Rewrite the stretch of the data below that opens with the line containing "of the brick" and closes with the line containing "Query: brick paver border" as a numbered list, one line per item, with blank lines dropped.

# [Input records]
◆ ◆ ◆ ◆

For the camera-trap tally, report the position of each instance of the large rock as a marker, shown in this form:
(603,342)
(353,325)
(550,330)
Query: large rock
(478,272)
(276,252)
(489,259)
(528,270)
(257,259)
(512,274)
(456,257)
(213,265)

◆ ◆ ◆ ◆

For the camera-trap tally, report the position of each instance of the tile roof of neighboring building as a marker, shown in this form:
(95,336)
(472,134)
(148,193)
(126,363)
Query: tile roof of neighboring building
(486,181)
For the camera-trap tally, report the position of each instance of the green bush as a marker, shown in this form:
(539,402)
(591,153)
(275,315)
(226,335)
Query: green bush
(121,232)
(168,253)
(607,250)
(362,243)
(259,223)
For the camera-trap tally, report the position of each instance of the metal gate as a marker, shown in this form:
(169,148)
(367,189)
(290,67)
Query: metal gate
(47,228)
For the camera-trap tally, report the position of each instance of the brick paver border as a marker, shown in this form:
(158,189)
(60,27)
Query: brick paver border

◆ ◆ ◆ ◆

# [Response]
1. For the camera-trap tally, report the position of each instance of the brick paver border as a marker, shown in this form:
2. (158,189)
3. (60,27)
4. Query: brick paver border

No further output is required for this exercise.